** BEGIN PASSAGE SHOWN **

To some degree, here in the Mid-Atlantic area of the US anyway,
this is mostly doable now.

Taking yer own bags to the grocery is moderately common amongst
folks who care. Some grocers actually will give you an
'atta-boy' discount for doing so. This discount is way
above and beyond the cost savings to them of not providing
the bags. It may actually be as high as 1% of the bill.
This small but real trend kinda shocks me.

Milk in *real* bottles, and even *real* milk is available
if you know where to look. Personally, I don't do milk very
much, I kinda buy into the 'homosapiens digestive system
hasn't evolved to process dairy yet' argument. I do like
whole milk on cereal though, and I love cooking with butter.
:)

The few grocers I know who sell *real* dry goods by weight
will use the little paper bags if you ask. They usually let
you bring your own containers.

This is all particularly true in Pennsylvania, where there
is a very real 'Buy Fresh, Buy Local' movement
that is top-down supported.

Keith Addison wrote:
>> For the smaller sandwich/storage ones if you get the resealable ones
>> you can wash and re-use them for quite a while.  Stick them to the
>> fridge when they're wet and when they fall off they're dry and ready
>> to be used again.
> 
> You haven't seen our kitchen floor. You must be a city slicker.
> 
> Storage bags are okay, and useful (ziplock), it's the shopping bags 
> that cause the problems.

** END PASSAGE SHOWN **
** BEGIN RECORDS SHOWN **

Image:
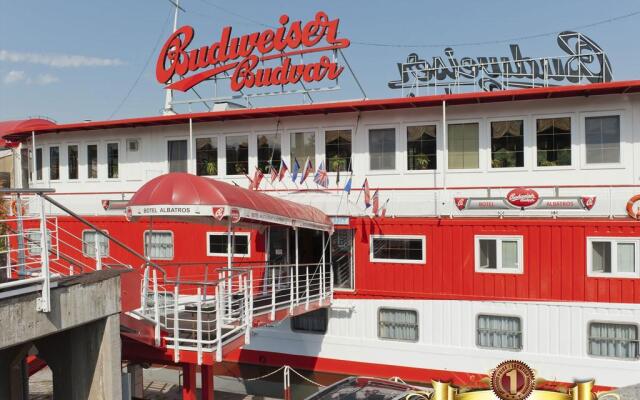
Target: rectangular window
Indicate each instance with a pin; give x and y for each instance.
(553, 138)
(382, 149)
(311, 322)
(268, 152)
(338, 150)
(89, 244)
(92, 161)
(507, 144)
(421, 147)
(613, 257)
(500, 254)
(54, 163)
(399, 249)
(207, 156)
(602, 137)
(39, 164)
(72, 161)
(499, 332)
(218, 244)
(158, 245)
(237, 151)
(177, 155)
(463, 144)
(398, 324)
(614, 340)
(303, 145)
(112, 160)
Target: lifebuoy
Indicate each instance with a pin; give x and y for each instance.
(630, 203)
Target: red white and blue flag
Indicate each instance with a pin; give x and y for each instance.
(321, 178)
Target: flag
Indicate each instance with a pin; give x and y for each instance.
(283, 170)
(321, 177)
(294, 171)
(367, 195)
(308, 168)
(376, 201)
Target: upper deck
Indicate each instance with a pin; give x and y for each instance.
(563, 141)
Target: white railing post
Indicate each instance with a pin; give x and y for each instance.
(44, 302)
(199, 326)
(176, 327)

** END RECORDS SHOWN **

## OBJECTIVE 1
Answer these questions from the post on grocery bags, one answer per line, marked (a), (b), (c):
(a) How high might the discount for bringing your own bags be?
(b) What does the writer love cooking with?
(c) In which state is there a 'Buy Fresh, Buy Local' movement?
## OBJECTIVE 2
Output as a numbered list, leaving out blank lines, everything in the records from the line containing "Target: white railing post" down to the end of the records.

## FULL RESPONSE 1
(a) As high as 1% of the bill.
(b) Butter.
(c) Pennsylvania.

## FULL RESPONSE 2
1. Target: white railing post
2. Indicate each instance with a pin; give x and y for each instance.
3. (44, 302)
4. (199, 326)
5. (176, 327)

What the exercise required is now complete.